* Extract provided:
Whoever obeys the gods, to him they particularly listen….

 

The Olympian is a difficult foe to oppose….

 

The glorious gifts of the gods are not to be cast aside….

 

Not at all similar are the race of the immortal gods and the race of men who walk upon the earth….

 

Thus have the gods spun the thread for wretched mortals; that they live in grief while they themselves are without cares; for two jars stand on the floor of Zeus of the gifts which he gives, one of evils and another of blessings.

—From the
Iliad

 

Is Homer just a guy from
The Simpsons
?

 

Two long poems. One is a bloody, blow-by-blow account of men hacking at each other. The other is a tale of a lost wanderer trying to get home. Homer’s
Iliad
and
Odyssey
are still considered touchstones of Western culture. Yet we certainly don’t know much about the guy who supposedly wrote them almost three thousand years ago.

The man we call Homer remains a mystery, for the most part, and scholars know almost nothing about the poet who has influenced our language and literature so thoroughly and significantly. Traditionally considered a blind Greek poet, Homer is thought by some scholars to have lived in a Greek-speaking city on the eastern shore of the Aegean Sea or on the island of Khios. But that is it. Beyond these meager clues, there is only the speculation of generations of readers and scholars.

Named-object pointing records
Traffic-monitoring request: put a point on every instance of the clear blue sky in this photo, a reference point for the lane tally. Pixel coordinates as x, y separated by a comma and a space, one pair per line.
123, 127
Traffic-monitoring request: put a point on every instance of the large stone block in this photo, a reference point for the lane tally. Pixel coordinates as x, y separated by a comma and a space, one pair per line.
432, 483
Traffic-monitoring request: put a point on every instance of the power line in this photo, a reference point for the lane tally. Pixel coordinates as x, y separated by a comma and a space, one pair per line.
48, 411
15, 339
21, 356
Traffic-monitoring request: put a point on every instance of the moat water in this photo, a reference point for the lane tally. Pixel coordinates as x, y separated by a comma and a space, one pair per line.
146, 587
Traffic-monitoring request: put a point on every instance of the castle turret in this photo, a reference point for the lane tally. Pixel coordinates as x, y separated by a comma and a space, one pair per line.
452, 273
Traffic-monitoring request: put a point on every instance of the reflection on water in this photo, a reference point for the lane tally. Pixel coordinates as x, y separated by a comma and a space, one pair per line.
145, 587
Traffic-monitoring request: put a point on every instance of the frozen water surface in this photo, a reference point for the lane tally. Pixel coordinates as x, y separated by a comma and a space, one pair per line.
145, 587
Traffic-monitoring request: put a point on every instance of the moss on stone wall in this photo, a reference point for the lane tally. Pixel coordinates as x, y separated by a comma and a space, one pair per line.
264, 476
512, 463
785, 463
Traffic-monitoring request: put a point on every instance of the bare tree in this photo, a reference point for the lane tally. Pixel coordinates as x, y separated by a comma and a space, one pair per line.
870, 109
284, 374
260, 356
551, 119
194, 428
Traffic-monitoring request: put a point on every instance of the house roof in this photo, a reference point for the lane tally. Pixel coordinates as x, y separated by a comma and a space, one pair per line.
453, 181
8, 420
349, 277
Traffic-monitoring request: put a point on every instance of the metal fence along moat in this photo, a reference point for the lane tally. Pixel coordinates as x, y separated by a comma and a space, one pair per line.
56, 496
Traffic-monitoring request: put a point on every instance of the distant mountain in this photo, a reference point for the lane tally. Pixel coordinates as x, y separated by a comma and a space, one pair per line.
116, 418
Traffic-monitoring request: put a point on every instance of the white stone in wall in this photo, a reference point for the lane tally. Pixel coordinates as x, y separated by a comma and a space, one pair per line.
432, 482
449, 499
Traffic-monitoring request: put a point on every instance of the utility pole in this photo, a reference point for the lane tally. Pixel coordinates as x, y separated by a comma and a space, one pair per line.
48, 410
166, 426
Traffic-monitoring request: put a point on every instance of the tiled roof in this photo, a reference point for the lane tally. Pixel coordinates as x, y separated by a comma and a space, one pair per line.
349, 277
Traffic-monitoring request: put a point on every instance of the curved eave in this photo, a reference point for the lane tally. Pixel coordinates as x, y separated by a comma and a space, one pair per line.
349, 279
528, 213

* To-do list:
**1.** From the Homer excerpt, copy word for word the stretch from "The glorious gifts" through "upon the earth….".
**2.** Shorten the paragraph of the Homer excerpt that begins "The man we call Homer remains a mystery" and keep its main facts.

* Expected results:
**1.**
The glorious gifts of the gods are not to be cast aside….

 

Not at all similar are the race of the immortal gods and the race of men who walk upon the earth….

**2.** Homer remains largely a mystery: scholars know almost nothing about him, though he has deeply shaped language and literature. Tradition holds he was a blind Greek poet. Some scholars place him in a Greek-speaking city on the eastern Aegean shore or on the island of Khios. Everything beyond these clues is speculation.